> [DATA ENTRIES]
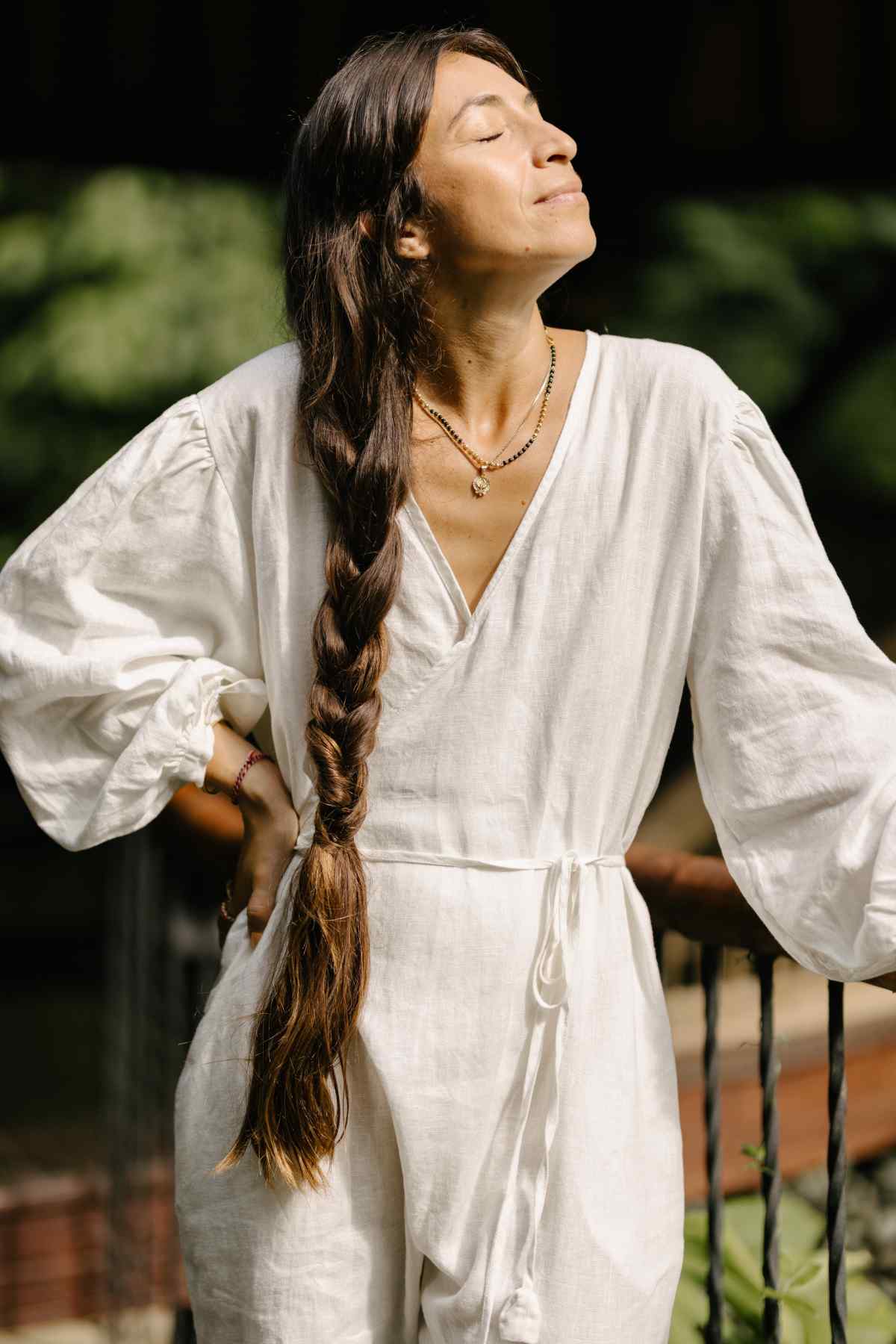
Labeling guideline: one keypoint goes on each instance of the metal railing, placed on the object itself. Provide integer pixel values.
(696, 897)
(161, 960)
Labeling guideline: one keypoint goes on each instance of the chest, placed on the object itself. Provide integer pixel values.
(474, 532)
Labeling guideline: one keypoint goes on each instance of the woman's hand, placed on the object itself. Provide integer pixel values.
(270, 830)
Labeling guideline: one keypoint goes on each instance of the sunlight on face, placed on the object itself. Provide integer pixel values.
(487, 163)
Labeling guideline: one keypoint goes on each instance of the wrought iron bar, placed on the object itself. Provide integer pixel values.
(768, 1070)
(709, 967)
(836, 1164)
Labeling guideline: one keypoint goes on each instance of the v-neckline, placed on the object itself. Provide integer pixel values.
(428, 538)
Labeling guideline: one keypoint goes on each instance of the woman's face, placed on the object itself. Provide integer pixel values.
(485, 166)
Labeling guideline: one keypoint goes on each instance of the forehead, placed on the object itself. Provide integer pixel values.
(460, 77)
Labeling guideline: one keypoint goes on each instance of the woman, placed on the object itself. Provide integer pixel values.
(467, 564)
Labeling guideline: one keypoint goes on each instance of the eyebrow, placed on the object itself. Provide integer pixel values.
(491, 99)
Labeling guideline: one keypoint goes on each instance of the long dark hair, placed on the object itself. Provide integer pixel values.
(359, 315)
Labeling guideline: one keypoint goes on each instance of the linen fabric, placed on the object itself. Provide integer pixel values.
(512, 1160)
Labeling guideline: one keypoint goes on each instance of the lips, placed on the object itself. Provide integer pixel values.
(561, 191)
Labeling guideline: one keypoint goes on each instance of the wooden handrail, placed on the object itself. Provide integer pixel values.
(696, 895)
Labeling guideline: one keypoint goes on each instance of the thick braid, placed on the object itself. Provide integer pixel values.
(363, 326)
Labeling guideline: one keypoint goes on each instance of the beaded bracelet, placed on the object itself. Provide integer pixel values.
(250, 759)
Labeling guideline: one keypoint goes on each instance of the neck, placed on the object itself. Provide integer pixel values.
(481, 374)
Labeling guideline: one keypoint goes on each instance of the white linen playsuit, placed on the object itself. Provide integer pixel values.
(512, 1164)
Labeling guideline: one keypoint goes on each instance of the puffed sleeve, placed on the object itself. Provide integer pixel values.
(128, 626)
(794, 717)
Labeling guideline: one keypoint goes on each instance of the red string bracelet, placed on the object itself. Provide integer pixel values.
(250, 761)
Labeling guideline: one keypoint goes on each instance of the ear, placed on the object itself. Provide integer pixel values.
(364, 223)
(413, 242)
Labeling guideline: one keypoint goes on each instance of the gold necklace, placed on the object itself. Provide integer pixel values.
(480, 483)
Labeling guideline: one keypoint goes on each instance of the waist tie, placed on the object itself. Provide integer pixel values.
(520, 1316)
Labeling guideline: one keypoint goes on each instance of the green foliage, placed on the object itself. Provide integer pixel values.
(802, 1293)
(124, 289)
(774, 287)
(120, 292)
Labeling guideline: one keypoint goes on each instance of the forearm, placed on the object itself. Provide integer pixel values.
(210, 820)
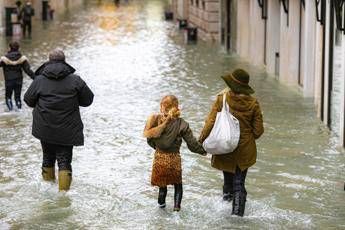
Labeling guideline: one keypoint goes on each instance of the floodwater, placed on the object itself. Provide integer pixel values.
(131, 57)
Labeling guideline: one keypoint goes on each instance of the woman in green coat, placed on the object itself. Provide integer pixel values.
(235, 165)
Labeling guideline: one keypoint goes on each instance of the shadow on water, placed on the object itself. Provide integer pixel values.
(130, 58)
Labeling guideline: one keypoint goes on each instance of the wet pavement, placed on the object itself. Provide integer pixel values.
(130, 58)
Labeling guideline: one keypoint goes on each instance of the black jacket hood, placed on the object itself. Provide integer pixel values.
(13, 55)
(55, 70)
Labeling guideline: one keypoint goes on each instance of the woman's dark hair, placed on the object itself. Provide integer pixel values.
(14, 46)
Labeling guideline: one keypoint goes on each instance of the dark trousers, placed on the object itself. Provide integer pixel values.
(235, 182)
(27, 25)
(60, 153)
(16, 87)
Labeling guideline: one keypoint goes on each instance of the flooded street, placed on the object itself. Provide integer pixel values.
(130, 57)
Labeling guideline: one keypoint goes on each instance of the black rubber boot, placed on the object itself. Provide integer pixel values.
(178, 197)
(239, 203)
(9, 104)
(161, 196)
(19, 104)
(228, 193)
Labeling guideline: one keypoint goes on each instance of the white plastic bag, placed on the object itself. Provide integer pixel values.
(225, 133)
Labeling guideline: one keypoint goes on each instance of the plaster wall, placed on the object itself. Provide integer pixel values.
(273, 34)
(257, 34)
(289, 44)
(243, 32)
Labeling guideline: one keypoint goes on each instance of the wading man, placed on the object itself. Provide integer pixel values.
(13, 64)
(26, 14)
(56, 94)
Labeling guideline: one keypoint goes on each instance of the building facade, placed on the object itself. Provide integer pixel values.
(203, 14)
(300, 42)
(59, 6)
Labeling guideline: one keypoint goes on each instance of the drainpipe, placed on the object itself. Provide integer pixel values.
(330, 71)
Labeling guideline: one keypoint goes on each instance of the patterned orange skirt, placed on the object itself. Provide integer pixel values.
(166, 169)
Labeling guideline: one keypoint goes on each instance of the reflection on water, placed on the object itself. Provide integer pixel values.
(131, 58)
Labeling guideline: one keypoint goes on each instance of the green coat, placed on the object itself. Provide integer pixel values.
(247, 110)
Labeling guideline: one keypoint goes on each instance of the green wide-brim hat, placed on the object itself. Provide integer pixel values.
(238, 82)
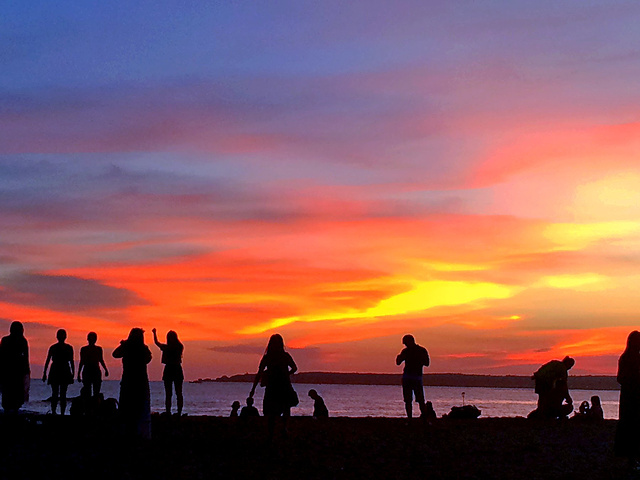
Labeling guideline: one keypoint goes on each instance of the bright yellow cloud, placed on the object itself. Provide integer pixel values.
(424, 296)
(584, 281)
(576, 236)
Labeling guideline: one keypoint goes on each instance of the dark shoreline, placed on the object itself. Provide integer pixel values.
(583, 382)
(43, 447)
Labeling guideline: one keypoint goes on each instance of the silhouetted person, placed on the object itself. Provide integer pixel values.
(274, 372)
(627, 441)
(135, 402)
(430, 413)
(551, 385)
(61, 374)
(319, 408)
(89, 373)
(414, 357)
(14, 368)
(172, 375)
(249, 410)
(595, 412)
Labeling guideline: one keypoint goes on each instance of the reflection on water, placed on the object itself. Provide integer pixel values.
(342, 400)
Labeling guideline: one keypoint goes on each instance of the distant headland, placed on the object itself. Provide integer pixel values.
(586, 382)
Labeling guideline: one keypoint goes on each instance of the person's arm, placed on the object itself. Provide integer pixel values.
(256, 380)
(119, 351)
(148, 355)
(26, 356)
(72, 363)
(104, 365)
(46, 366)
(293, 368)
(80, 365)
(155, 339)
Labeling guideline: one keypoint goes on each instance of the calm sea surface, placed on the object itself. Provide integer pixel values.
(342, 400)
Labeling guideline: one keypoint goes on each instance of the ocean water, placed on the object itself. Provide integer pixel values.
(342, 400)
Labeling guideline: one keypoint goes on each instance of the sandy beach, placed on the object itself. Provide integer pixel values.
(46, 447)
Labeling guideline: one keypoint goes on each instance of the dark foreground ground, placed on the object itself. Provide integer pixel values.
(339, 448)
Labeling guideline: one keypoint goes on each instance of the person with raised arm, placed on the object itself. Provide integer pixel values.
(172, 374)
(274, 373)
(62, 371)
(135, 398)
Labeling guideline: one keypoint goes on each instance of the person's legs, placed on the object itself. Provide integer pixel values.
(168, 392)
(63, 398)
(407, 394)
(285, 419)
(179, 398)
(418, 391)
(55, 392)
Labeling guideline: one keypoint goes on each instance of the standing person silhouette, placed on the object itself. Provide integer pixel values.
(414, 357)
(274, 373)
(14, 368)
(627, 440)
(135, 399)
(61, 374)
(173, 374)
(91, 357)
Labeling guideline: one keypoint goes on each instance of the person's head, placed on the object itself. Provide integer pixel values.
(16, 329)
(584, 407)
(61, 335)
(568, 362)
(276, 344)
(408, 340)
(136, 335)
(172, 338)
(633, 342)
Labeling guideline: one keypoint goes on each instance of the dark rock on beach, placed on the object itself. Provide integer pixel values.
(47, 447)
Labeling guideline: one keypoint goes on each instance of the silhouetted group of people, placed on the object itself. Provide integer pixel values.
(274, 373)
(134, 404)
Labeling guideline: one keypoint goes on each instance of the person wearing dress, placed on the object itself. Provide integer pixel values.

--

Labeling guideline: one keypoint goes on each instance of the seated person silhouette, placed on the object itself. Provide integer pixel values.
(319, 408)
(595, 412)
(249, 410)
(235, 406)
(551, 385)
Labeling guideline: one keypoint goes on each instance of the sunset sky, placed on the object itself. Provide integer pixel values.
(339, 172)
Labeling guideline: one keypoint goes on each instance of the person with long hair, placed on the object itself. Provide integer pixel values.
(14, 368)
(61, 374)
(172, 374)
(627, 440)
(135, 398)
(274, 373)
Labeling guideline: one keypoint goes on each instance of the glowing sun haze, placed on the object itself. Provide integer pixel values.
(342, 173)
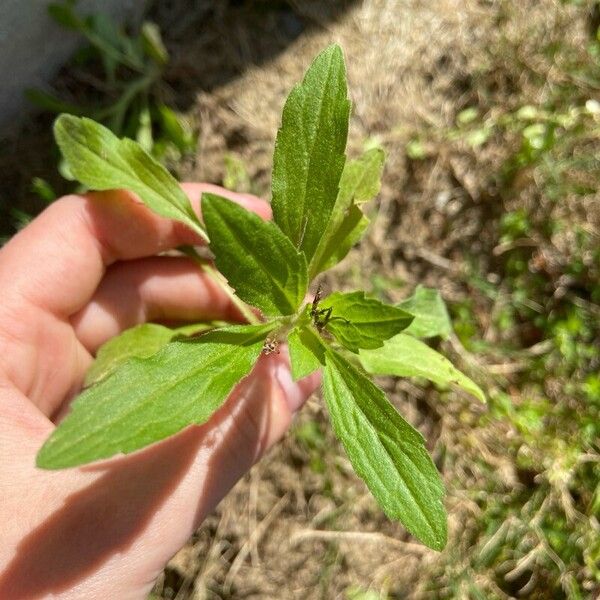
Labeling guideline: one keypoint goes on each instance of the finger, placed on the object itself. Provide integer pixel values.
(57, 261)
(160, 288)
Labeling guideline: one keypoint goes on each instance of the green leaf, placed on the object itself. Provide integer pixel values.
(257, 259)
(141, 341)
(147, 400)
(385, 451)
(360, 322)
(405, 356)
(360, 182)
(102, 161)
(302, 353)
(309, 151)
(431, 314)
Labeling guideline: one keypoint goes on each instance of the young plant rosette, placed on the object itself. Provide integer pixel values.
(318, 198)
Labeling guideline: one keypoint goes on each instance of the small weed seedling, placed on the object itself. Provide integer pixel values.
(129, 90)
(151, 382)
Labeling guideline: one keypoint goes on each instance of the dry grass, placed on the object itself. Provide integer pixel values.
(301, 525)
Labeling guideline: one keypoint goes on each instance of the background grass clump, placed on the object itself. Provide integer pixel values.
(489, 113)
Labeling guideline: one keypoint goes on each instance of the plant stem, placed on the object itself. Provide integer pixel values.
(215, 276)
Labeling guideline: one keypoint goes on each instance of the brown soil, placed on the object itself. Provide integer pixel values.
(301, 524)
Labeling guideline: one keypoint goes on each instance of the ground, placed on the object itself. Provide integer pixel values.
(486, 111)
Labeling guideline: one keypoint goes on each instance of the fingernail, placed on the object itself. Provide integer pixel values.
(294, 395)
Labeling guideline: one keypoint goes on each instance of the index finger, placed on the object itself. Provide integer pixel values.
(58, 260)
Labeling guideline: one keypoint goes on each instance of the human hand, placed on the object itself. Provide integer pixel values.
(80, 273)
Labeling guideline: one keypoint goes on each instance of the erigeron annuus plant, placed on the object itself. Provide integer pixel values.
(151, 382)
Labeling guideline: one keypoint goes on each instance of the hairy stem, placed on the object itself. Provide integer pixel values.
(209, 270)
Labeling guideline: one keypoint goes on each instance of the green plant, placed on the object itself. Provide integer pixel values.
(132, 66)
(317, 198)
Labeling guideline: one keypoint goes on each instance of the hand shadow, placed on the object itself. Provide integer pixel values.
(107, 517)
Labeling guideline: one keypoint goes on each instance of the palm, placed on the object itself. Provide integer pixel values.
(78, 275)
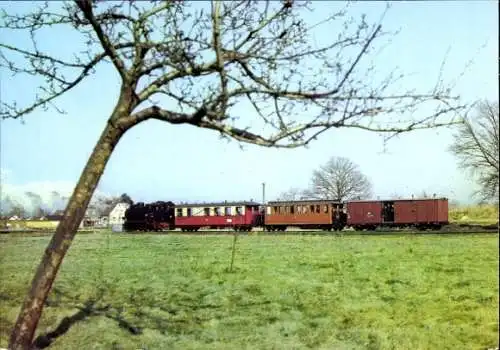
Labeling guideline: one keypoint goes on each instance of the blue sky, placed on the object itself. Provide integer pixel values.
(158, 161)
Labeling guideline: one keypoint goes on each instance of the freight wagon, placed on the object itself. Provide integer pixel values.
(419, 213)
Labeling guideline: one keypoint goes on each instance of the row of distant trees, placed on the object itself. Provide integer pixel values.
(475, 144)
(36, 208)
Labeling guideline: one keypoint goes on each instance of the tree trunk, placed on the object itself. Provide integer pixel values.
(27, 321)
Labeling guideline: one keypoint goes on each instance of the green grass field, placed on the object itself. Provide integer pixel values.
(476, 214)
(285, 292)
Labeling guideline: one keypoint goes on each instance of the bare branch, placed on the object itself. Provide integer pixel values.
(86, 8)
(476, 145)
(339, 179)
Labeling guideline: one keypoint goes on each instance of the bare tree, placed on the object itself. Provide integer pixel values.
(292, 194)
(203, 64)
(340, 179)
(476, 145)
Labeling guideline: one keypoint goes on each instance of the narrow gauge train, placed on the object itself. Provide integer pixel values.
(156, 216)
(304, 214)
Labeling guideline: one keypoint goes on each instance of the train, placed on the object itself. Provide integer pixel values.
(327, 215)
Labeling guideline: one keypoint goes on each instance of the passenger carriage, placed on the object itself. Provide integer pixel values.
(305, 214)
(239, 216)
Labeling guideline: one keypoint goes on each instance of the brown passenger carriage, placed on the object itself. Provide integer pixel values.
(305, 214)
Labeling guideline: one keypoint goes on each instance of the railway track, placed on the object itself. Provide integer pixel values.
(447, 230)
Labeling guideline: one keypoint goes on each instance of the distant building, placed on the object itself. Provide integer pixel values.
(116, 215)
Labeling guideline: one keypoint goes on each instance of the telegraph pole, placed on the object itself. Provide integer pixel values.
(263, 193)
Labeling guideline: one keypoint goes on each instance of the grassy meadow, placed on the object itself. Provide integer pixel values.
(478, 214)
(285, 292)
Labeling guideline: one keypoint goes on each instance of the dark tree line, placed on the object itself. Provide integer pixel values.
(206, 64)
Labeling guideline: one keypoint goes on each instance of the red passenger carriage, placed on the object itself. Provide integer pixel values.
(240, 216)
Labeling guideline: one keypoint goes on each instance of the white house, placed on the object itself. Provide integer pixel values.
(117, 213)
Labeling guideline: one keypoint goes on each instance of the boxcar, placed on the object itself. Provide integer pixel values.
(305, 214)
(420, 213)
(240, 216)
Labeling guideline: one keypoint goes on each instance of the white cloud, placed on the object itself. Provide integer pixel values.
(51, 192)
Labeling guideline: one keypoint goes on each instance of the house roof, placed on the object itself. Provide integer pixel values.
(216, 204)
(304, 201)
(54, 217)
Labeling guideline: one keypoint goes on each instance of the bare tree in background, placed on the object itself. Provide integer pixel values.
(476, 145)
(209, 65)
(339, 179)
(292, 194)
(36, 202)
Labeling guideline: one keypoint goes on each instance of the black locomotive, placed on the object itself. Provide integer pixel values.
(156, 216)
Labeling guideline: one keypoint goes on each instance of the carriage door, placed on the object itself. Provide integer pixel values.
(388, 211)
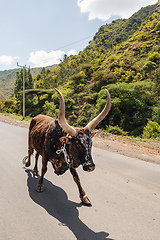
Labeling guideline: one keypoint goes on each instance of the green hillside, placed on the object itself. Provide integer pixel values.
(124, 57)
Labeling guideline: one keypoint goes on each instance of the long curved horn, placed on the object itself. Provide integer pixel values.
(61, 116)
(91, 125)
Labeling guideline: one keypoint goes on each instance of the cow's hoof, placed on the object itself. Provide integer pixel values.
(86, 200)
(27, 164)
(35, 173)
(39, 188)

==

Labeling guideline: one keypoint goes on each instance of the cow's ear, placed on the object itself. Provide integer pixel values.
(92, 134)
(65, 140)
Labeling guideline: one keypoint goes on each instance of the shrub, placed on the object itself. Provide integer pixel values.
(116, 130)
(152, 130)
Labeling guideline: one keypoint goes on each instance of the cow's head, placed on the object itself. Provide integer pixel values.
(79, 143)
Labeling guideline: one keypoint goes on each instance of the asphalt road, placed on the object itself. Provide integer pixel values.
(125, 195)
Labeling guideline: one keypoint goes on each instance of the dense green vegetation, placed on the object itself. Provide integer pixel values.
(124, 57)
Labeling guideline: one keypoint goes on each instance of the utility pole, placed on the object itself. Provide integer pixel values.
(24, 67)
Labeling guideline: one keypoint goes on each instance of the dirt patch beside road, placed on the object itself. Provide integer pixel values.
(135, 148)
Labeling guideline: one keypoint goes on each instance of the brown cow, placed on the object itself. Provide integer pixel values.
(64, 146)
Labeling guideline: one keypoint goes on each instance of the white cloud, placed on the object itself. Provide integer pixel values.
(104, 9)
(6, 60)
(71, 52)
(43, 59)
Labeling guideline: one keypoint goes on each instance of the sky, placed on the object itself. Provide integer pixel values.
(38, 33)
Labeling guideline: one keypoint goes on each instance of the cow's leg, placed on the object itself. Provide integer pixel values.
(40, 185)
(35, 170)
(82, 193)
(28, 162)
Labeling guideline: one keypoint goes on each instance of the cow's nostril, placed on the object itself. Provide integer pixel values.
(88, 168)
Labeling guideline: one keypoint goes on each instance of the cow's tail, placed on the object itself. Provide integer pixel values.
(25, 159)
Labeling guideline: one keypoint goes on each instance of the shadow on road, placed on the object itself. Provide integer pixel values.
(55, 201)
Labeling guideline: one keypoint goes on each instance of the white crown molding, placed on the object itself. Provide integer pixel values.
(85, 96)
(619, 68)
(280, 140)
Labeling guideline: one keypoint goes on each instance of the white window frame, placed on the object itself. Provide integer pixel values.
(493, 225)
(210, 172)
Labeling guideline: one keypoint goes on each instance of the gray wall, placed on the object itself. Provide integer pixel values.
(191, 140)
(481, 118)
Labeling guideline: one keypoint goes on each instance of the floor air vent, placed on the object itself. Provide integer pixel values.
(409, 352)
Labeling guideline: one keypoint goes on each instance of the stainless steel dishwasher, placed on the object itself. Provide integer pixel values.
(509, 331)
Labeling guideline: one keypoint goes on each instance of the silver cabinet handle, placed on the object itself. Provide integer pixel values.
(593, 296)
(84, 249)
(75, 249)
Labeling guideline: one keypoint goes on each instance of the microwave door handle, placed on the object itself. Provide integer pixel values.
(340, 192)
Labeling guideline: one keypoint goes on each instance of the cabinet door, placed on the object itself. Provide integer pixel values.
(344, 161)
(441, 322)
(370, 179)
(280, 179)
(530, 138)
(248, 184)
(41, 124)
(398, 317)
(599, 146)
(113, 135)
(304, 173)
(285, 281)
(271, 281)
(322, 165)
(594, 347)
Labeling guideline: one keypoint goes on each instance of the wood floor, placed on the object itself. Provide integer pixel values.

> [PROBLEM]
Copy the rows without any changes, starting at the line containing "of the ocean" and ending at the line containing "the person wearing".

> [SOLUTION BELOW]
Labeling guideline: one keypoint goes on each instance of the ocean water, placed on the object itself. Provide integer pixel values.
(342, 400)
Labeling guideline: one keypoint goes on each instance of the sandy beach, placed on the object itself. Provide integer pixel values.
(46, 447)
Labeling guideline: one keypoint goes on each instance of the dark foreground ground, placed on the object itself. Provide integer pixel values.
(339, 448)
Labeling guideline: one keypoint goes on each instance of the person with raised arm, placed on the object itself. Provide integer pixel values.
(172, 374)
(274, 373)
(62, 371)
(135, 398)
Labeling guideline: one keypoint goes on each instance of the person's legs, placed on the object itself. Provide integer pixel values.
(168, 392)
(63, 398)
(407, 394)
(285, 419)
(179, 398)
(418, 391)
(55, 392)
Labeling guideline: one keypoint goes on each instance of the standing person silhouette, placed on the object itself. Provide integer pixel values.
(414, 357)
(274, 373)
(14, 368)
(627, 440)
(135, 399)
(61, 374)
(173, 374)
(91, 357)
Labeling guideline: one keypoint goes on each instance of the person's head, placed on the object itself. Provide integer pixel values.
(16, 329)
(584, 407)
(61, 335)
(568, 362)
(276, 344)
(408, 340)
(136, 335)
(172, 338)
(633, 342)
Labeling guideline: one keypoint goes on each instance of the dark rock on beach, placed on the object itself. Provide integer pixel values.
(47, 447)
Labeling guideline: one keypoint goes on each instance of the silhouetted group of people, placed on the object itself. Provide integer pixel values.
(274, 373)
(134, 404)
Labeling guideline: one keypoint goes on each instance of the person wearing dress, placed on the object itself. Provide integer pixel values.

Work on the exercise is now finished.